— Problem —
Write out all the data again, exactly as shown.

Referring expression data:
....

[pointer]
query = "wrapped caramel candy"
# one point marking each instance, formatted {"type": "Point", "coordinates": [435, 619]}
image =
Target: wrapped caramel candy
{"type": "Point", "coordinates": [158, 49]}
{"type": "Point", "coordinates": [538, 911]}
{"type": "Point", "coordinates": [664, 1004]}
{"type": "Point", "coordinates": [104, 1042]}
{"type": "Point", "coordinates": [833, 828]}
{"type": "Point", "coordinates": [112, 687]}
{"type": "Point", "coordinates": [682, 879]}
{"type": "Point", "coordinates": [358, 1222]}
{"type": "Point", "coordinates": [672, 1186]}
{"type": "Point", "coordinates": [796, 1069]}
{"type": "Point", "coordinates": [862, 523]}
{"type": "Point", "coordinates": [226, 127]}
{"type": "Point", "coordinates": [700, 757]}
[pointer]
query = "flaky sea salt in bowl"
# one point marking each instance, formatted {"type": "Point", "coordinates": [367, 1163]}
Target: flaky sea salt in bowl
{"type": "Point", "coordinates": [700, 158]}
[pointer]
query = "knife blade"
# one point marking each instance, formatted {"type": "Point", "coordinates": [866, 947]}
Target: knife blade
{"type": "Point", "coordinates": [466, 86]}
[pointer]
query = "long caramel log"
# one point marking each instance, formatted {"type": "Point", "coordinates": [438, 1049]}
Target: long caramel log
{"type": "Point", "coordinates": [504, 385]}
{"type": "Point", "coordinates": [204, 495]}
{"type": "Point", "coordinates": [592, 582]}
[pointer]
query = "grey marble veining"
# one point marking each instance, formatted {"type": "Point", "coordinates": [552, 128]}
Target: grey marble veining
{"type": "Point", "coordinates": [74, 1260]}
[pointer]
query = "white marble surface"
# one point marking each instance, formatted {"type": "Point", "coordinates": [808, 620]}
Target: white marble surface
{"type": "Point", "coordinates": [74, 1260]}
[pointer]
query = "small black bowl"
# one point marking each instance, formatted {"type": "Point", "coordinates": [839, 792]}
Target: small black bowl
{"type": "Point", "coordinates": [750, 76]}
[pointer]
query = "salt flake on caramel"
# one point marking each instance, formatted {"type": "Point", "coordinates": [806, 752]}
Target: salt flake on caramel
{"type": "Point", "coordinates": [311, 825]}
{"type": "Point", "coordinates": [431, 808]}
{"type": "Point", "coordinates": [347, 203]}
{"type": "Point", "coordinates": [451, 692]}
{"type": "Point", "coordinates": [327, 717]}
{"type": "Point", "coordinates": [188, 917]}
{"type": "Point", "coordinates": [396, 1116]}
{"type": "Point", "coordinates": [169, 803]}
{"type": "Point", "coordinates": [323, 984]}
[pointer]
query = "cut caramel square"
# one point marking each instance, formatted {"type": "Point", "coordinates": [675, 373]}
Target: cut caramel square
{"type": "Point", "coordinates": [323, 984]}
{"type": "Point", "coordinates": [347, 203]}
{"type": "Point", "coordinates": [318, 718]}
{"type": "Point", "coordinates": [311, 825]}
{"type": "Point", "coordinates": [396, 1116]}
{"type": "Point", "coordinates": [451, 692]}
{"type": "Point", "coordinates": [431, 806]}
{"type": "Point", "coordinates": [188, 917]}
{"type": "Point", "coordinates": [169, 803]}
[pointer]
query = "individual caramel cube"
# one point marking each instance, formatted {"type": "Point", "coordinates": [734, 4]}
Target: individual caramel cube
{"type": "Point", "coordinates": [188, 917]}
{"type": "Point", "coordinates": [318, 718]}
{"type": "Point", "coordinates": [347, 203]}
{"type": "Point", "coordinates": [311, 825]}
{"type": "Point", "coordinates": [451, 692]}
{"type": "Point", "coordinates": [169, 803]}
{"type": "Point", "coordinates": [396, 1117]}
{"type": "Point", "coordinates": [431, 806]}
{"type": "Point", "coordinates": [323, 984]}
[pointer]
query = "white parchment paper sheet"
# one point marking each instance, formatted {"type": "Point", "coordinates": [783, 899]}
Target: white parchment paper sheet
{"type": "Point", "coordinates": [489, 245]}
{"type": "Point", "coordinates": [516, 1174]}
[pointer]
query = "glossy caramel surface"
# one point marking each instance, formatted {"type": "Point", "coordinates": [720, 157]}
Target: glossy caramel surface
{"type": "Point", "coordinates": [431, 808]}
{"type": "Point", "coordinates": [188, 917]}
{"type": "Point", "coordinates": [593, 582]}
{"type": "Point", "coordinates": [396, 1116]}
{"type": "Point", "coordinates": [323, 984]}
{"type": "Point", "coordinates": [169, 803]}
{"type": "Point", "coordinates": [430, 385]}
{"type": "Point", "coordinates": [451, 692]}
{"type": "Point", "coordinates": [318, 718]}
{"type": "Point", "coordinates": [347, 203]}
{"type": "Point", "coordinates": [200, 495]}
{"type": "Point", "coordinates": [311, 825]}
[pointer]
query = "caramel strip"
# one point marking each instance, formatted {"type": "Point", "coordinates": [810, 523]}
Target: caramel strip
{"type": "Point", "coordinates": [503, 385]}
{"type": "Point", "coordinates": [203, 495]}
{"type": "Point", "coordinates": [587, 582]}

....

— Exercise output —
[pointer]
query = "wrapped caramel candy"
# one point marking each instance, formatted {"type": "Point", "coordinates": [435, 619]}
image =
Target: wrapped caramel candy
{"type": "Point", "coordinates": [158, 49]}
{"type": "Point", "coordinates": [538, 911]}
{"type": "Point", "coordinates": [664, 1004]}
{"type": "Point", "coordinates": [104, 1042]}
{"type": "Point", "coordinates": [833, 828]}
{"type": "Point", "coordinates": [112, 687]}
{"type": "Point", "coordinates": [682, 879]}
{"type": "Point", "coordinates": [358, 1222]}
{"type": "Point", "coordinates": [672, 1186]}
{"type": "Point", "coordinates": [796, 1069]}
{"type": "Point", "coordinates": [862, 523]}
{"type": "Point", "coordinates": [226, 127]}
{"type": "Point", "coordinates": [700, 757]}
[pointer]
query = "flaky sea salt in bowl"
# one point marking each instance, formatted {"type": "Point", "coordinates": [367, 1163]}
Target: flaky sea salt in bowl
{"type": "Point", "coordinates": [700, 158]}
[pointer]
query = "knife blade"
# one point marking each instance, formatted {"type": "Point", "coordinates": [866, 947]}
Target: knife blade
{"type": "Point", "coordinates": [466, 86]}
[pointer]
query = "long caramel log"
# one point marking each instance, formatted {"type": "Point", "coordinates": [438, 1049]}
Target: long caramel log
{"type": "Point", "coordinates": [504, 385]}
{"type": "Point", "coordinates": [204, 495]}
{"type": "Point", "coordinates": [592, 582]}
[pointer]
query = "grey marble veining"
# one point marking each instance, formatted {"type": "Point", "coordinates": [552, 128]}
Target: grey marble veining
{"type": "Point", "coordinates": [74, 1260]}
[pointer]
query = "white marble surface"
# one point marking each instance, formatted {"type": "Point", "coordinates": [808, 620]}
Target: white marble surface
{"type": "Point", "coordinates": [74, 1260]}
[pointer]
query = "small black bowl"
# one point marking each instance, formatted {"type": "Point", "coordinates": [839, 792]}
Target: small black bowl
{"type": "Point", "coordinates": [750, 76]}
[pointer]
query = "salt flake on caramel"
# one point marking each instance, formatted {"type": "Point", "coordinates": [806, 752]}
Target: salt flake on caramel
{"type": "Point", "coordinates": [311, 825]}
{"type": "Point", "coordinates": [431, 808]}
{"type": "Point", "coordinates": [347, 203]}
{"type": "Point", "coordinates": [451, 692]}
{"type": "Point", "coordinates": [327, 717]}
{"type": "Point", "coordinates": [188, 917]}
{"type": "Point", "coordinates": [396, 1116]}
{"type": "Point", "coordinates": [169, 803]}
{"type": "Point", "coordinates": [323, 984]}
[pointer]
query = "cut caramel square"
# one point marking each instance, formatted {"type": "Point", "coordinates": [675, 373]}
Target: cut caramel square
{"type": "Point", "coordinates": [323, 984]}
{"type": "Point", "coordinates": [347, 203]}
{"type": "Point", "coordinates": [318, 718]}
{"type": "Point", "coordinates": [311, 825]}
{"type": "Point", "coordinates": [396, 1116]}
{"type": "Point", "coordinates": [451, 692]}
{"type": "Point", "coordinates": [431, 806]}
{"type": "Point", "coordinates": [188, 917]}
{"type": "Point", "coordinates": [169, 803]}
[pointer]
query = "individual caramel cube"
# one point marking each instance, formatted {"type": "Point", "coordinates": [734, 4]}
Target: individual caramel cube
{"type": "Point", "coordinates": [188, 917]}
{"type": "Point", "coordinates": [318, 718]}
{"type": "Point", "coordinates": [347, 203]}
{"type": "Point", "coordinates": [311, 825]}
{"type": "Point", "coordinates": [451, 692]}
{"type": "Point", "coordinates": [169, 803]}
{"type": "Point", "coordinates": [396, 1117]}
{"type": "Point", "coordinates": [431, 806]}
{"type": "Point", "coordinates": [323, 984]}
[pointer]
query = "white parchment paper sheet"
# one point marking each instance, formatted {"type": "Point", "coordinates": [783, 899]}
Target: white parchment paper sheet
{"type": "Point", "coordinates": [489, 245]}
{"type": "Point", "coordinates": [516, 1174]}
[pointer]
query = "glossy caramel surface"
# one point marking each instance, formatted {"type": "Point", "coordinates": [720, 157]}
Target: glossy caramel surface
{"type": "Point", "coordinates": [431, 808]}
{"type": "Point", "coordinates": [188, 917]}
{"type": "Point", "coordinates": [593, 582]}
{"type": "Point", "coordinates": [396, 1116]}
{"type": "Point", "coordinates": [323, 984]}
{"type": "Point", "coordinates": [169, 803]}
{"type": "Point", "coordinates": [430, 385]}
{"type": "Point", "coordinates": [451, 692]}
{"type": "Point", "coordinates": [318, 718]}
{"type": "Point", "coordinates": [347, 203]}
{"type": "Point", "coordinates": [200, 495]}
{"type": "Point", "coordinates": [311, 825]}
[pointer]
query = "caramel strip"
# one point marking each instance, formatted {"type": "Point", "coordinates": [810, 523]}
Target: caramel strip
{"type": "Point", "coordinates": [503, 385]}
{"type": "Point", "coordinates": [203, 495]}
{"type": "Point", "coordinates": [587, 582]}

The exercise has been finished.